→ **DOCUMENT PASSAGE**:
Recent and ongoing advances in ocean sensor technology have led to an increased interest in autonomous data gathering. Autonomous ocean sensing presents numerous challenges for researchers, especially given the ocean's great size and environmentally unforgiving nature. Such challenges include modeling of ambient noise spectra, adaptive whitening of background noise, and sensor location estimation.

Many natural phenomena, including ambient ocean noise, can be most accurately approximated by filters with fractional-order rolloff. Existing analog design techniques have realized and improved upon such approximations. To date, digital design techniques have been largely restricted to discretizations of existing analog solutions. A novel approach is presented for designing digital lowpass filters with fractional-order rolloff directly in the discrete domain through pole-zero placement. Filters designed using the proposed iterative technique are stable, have precisely-definable cutoff frequencies, and do not suffer from the variations that can arise from transforming an existing analog design. The proposed technique is shown to outperform existing analog and digital design methods, both subjectively and by objective measures.

→ **JOB 1**: List each line of the listing that contains the string "data".
The passage on ocean sensing has no connection to the listing.

→ **INFORMATION SHOWN**:

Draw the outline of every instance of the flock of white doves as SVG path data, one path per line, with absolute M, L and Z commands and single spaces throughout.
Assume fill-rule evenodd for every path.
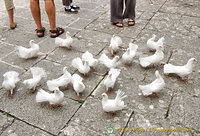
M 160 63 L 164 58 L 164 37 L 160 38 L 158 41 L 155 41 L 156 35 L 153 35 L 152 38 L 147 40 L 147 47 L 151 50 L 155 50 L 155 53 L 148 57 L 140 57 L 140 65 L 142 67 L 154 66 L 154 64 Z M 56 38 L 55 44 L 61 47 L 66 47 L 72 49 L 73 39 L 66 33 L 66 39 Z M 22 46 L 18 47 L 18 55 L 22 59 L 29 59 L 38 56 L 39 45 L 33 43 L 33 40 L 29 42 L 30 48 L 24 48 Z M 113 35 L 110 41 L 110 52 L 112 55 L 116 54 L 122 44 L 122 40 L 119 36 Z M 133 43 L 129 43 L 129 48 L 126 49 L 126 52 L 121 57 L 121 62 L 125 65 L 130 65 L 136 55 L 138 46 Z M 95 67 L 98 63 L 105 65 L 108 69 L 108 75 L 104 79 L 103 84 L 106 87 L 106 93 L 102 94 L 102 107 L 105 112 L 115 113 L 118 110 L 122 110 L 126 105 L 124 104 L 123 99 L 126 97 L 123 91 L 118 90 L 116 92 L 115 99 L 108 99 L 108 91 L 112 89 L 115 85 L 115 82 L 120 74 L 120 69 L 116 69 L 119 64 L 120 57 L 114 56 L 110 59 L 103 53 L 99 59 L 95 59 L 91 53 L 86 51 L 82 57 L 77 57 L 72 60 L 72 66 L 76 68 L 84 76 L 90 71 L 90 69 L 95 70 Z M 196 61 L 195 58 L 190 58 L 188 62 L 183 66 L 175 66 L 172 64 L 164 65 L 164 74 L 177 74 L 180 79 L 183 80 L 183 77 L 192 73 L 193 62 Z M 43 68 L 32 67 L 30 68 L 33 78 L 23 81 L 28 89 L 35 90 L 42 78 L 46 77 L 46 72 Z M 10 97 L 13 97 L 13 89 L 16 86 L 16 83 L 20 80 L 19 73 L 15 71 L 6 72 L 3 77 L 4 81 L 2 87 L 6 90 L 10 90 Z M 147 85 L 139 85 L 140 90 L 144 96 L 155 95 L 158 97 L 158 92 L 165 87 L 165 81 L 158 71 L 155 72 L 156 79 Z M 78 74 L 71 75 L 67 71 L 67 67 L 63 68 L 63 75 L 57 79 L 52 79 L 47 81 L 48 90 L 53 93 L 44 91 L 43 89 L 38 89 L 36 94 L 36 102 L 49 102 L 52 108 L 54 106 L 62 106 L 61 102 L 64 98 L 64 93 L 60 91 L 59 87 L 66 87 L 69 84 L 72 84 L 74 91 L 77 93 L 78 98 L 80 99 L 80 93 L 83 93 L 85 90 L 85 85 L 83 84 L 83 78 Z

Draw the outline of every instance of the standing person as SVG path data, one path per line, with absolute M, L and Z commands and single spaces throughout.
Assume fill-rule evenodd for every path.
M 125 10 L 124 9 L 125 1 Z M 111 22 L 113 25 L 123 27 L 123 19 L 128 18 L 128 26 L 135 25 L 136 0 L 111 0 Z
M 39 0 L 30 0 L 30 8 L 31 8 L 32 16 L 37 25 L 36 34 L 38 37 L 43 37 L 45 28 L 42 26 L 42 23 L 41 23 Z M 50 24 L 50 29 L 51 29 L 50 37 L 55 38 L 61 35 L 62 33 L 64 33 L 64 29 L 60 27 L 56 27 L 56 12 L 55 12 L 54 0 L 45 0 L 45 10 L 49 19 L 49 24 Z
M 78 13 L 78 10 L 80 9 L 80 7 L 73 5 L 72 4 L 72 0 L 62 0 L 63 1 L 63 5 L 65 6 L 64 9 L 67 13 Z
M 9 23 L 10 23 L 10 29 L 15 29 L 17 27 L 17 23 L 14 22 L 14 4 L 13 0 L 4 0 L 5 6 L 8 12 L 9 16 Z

→ **JOB 2**: According to the passage on ocean sensing, why is autonomous ocean sensing challenging for researchers?

→ **COMPLETE ANSWER 1**:
Draw the outline of every instance of the flock of white doves as SVG path data, one path per line, with absolute M, L and Z commands and single spaces throughout.
Draw the outline of every instance of the standing person as SVG path data, one path per line, with absolute M, L and Z commands and single spaces throughout.

→ **COMPLETE ANSWER 2**: Autonomous ocean sensing is challenging mainly because of the ocean's great size and its environmentally unforgiving nature.